**What to work on**
Would you please repeat the data that follows, exactly as it reads?

**Data in this exercise**
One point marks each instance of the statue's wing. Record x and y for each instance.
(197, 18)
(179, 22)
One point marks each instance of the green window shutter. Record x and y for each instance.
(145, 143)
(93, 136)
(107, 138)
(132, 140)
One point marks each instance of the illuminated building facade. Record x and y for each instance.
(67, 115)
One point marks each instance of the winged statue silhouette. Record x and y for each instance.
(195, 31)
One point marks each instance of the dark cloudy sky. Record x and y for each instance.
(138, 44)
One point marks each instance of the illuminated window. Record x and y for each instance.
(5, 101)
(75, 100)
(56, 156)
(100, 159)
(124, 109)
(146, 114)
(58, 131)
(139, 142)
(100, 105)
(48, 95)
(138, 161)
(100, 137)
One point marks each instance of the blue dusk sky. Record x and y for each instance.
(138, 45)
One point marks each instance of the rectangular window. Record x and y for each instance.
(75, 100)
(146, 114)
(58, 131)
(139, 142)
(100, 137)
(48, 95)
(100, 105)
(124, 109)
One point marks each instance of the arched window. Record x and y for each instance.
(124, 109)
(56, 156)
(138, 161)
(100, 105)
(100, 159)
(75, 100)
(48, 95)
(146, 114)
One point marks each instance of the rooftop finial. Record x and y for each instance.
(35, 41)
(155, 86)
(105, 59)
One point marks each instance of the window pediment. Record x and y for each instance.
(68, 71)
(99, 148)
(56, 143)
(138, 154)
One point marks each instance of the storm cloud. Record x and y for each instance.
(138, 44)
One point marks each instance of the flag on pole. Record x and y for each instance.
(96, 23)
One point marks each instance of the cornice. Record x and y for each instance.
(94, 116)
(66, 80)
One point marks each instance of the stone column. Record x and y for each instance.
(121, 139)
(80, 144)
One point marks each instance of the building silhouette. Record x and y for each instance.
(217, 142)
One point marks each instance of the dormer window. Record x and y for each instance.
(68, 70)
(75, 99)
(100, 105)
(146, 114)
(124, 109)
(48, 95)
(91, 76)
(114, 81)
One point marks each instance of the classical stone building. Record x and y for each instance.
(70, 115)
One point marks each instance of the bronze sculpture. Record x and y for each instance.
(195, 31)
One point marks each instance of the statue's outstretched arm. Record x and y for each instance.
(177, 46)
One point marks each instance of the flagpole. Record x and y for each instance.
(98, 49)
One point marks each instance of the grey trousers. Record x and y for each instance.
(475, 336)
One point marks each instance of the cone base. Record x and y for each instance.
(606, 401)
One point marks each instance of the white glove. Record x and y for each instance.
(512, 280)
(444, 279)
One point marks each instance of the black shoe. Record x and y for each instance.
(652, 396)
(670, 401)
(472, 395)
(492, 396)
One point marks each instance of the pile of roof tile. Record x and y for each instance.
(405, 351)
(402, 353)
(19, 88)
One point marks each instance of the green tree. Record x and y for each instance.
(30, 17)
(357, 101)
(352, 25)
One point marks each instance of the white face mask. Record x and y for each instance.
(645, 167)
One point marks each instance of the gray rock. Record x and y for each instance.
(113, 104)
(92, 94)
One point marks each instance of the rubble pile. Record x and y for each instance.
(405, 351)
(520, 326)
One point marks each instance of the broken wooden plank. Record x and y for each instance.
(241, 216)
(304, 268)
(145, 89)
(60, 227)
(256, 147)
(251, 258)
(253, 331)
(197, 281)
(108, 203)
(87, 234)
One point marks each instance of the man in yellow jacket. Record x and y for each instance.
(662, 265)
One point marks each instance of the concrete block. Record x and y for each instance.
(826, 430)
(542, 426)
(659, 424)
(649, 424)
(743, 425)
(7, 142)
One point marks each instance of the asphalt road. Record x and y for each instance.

**Result below**
One point marks each instance of the statue's wing. Record x and y for each instance.
(197, 18)
(179, 22)
One point marks each instance of the green window shutter. Record x and y for each instance.
(145, 143)
(93, 136)
(107, 138)
(132, 140)
One point marks each instance of the illuminated building facade. Record x and y for each instance.
(67, 115)
One point marks each instance of the winged statue silhouette. Record x and y for each instance.
(195, 31)
One point marks each instance of the dark cloudy sky. Record x and y for each instance.
(138, 44)
One point marks each instance of the illuminated window. Record x and y for each instance.
(5, 101)
(75, 100)
(56, 156)
(100, 159)
(124, 109)
(146, 114)
(58, 131)
(139, 142)
(100, 105)
(48, 95)
(138, 161)
(100, 137)
One point marks each instance of the blue dusk sky. Record x and y for each instance.
(138, 45)
One point marks each instance of the rectangular window. Record x and y for each instance.
(75, 100)
(146, 114)
(58, 131)
(139, 142)
(100, 137)
(48, 95)
(100, 105)
(124, 109)
One point marks each instance of the arched window. Record x and y for each instance.
(124, 109)
(56, 156)
(138, 161)
(100, 105)
(100, 159)
(75, 100)
(48, 95)
(146, 114)
One point marks each instance of the rooftop finial. Record x and y for each instance.
(35, 41)
(155, 86)
(105, 59)
One point marks each instance of the window pediment. Record x and y for each instance.
(68, 71)
(99, 148)
(56, 143)
(138, 154)
One point marks each instance of the storm cloud. Record x and y for each instance.
(138, 44)
One point marks each instance of the flag on pole. Record x and y for each instance.
(96, 23)
One point marks each instance of the cornice. Record x and y for each instance.
(94, 116)
(66, 80)
One point marks each instance of the stone column. Record x and y for each instance.
(121, 139)
(80, 144)
One point marks each instance of the building silhouette. Record x and y for each instance.
(217, 142)
One point marks each instance of the dormer window. Record x and y for each instance.
(68, 70)
(75, 99)
(100, 105)
(146, 114)
(124, 109)
(48, 95)
(91, 76)
(114, 81)
One point marks each instance of the classical stone building. Record x and y for each instance.
(70, 115)
One point marks each instance of the bronze sculpture. Record x and y for each instance.
(195, 31)
One point marks each instance of the statue's outstretched arm. Record x and y for each instance.
(177, 46)
One point marks each instance of the flagpole. Record x and y for each instance.
(98, 49)
One point marks each instance of the grey trousers. Record x and y for each instance.
(475, 336)
One point marks each instance of the cone base. Record x and y for each instance.
(606, 401)
One point marks each instance of the white glove. Record x and y for each instance.
(512, 280)
(444, 279)
One point marks each instance of the black shoe. Record x and y for each instance.
(652, 396)
(670, 401)
(472, 395)
(492, 396)
One point marks each instance of the pile of roof tile. Record x and y for each instance.
(405, 351)
(402, 353)
(19, 88)
One point marks each instance of the green tree. Record x and y for each instance.
(30, 17)
(357, 101)
(352, 25)
One point marks each instance of the white face mask. Record x and y for each instance.
(645, 167)
One point marks each instance of the gray rock. Record x and y for each instance.
(113, 104)
(92, 94)
One point marks each instance of the rubble pile. Record x and y for each instance.
(405, 351)
(520, 326)
One point marks each instance of the broken wooden plank. Record x and y for each instance.
(241, 216)
(304, 268)
(145, 89)
(60, 227)
(256, 147)
(251, 258)
(253, 331)
(197, 281)
(108, 203)
(87, 234)
One point marks each instance of the man in yellow jacket. Record x and y for each instance.
(662, 265)
One point marks each instance of the concrete block. Record x and y for each instance.
(826, 430)
(542, 426)
(659, 424)
(649, 424)
(743, 425)
(7, 142)
One point marks each instance of the asphalt road. Record x and y for each instance.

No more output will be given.